# TEXT SEGMENT start

Shawn Pearce <spea...@spearce.org> writes:
> On Wed, Aug 15, 2012 at 10:42 PM, Junio C Hamano <gits...@pobox.com> wrote:
>> An obvious way to record the "delta chain" is to simply keep the
>> name_hash of each object in the pack, which would need 2 bytes per
>> object in the pack, that would bloat pack_idx_entry size from 32
>> bytes to 34 bytes per entry. That way, after your bitmap discovers
>> an object that cannot reuse existing deltas, you can throw it, other
>> such objects with the same name-hash, and then objects that you know
>> will be available to the recipient (you mark the last category of
>> objects as "preferred base"), into the delta_list so that they are
>> close together in the delta window.

# TEXT SEGMENT end
# GIVEN RECORDS start

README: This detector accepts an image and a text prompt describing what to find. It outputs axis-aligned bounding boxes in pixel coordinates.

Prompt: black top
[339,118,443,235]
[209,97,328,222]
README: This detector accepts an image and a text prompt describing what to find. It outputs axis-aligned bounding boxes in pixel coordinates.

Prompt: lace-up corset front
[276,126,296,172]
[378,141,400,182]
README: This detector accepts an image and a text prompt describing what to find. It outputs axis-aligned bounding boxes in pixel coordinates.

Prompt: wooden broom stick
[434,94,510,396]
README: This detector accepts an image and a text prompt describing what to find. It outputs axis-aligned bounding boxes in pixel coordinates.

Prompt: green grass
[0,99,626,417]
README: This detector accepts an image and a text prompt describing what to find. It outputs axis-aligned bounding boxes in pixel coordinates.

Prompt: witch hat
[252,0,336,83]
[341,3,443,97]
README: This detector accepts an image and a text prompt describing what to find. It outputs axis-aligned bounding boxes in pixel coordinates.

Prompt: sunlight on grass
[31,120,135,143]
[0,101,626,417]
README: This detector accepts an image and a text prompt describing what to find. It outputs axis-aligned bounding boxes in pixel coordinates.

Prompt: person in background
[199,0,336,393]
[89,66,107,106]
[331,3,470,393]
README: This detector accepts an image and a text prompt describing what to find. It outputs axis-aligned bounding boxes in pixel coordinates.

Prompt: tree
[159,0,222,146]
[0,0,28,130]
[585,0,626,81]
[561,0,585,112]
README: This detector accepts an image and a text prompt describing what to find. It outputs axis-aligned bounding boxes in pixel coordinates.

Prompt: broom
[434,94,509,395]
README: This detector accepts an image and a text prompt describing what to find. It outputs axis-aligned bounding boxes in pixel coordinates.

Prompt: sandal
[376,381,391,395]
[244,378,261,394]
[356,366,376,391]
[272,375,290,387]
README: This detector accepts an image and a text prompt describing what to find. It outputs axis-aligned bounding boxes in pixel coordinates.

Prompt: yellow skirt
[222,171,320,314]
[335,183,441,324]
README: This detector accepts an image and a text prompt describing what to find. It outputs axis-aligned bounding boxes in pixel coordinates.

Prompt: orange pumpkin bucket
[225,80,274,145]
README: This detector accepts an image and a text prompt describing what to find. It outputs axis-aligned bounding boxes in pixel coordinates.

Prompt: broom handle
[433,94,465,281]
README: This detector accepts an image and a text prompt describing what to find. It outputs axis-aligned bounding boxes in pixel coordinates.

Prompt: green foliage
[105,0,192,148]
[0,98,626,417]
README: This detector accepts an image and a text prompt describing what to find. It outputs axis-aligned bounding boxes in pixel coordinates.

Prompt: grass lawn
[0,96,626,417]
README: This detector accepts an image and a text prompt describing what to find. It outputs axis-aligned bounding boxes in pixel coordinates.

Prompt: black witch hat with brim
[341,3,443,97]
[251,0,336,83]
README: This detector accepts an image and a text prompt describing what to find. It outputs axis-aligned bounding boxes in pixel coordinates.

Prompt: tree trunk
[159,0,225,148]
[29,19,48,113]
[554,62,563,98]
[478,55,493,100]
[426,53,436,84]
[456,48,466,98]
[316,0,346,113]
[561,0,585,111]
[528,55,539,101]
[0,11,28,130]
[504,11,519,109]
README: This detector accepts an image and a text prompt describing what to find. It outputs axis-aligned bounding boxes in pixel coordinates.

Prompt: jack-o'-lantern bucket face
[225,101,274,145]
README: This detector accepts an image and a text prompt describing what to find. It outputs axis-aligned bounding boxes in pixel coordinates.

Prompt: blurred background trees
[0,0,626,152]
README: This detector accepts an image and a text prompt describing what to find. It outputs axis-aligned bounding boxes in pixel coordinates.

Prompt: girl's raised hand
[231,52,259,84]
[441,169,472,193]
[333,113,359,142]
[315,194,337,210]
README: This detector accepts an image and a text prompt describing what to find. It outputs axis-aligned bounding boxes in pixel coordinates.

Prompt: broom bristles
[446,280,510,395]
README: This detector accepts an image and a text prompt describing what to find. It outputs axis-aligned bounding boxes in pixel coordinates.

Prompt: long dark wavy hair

# GIVEN RECORDS end

▶ _EXERCISE REQUIREMENTS_
**A)** Echo the mailing-list message from "Shawn Pearce <spea...@spearce.org>" to "the delta window.".
**B)** According to the mailing-list message, how large would each pack_idx_entry become if the name_hash were kept?
**C)** Pick up the mailing-list message on delta chains where it stops, and continue writing it.
The records aren't required for anything here.

▶ _ANSWER SET_
**A)**
Shawn Pearce <spea...@spearce.org> writes:
> On Wed, Aug 15, 2012 at 10:42 PM, Junio C Hamano <gits...@pobox.com> wrote:
>> An obvious way to record the "delta chain" is to simply keep the
>> name_hash of each object in the pack, which would need 2 bytes per
>> object in the pack, that would bloat pack_idx_entry size from 32
>> bytes to 34 bytes per entry. That way, after your bitmap discovers
>> an object that cannot reuse existing deltas, you can throw it, other
>> such objects with the same name-hash, and then objects that you know
>> will be available to the recipient (you mark the last category of
>> objects as "preferred base"), into the delta_list so that they are
>> close together in the delta window.

**B)** It would grow from 32 bytes to 34 bytes per entry.

**C)**
> Yes, this is one thought I had. Inside of JGit I think the name hash
> is 32 bits, not 16 bits. Storing the name hash into the *.idx file
> means we need to codify what the name hash algorithm is for a given
> *.idx file version, and compatible implementations of Git must use the
> same hash function. Thus far the name hash has been an in-memory
> transient concept that doesn't need to be persisted across runs of the
> packer. Storing it means we have to do that.
Let's not go there. We cannot resurrect the name hash out of *.pack
stream, which means index-pack cannot recreate it after receiving
objects over the network. We would need to instead teach index-pack
to observe the delta chains, and come up with some "delta chain
identifier" (unique name to identify what you called "delta cluster"
in your response) on its own, and give it to each object when it
writes the *.idx file out.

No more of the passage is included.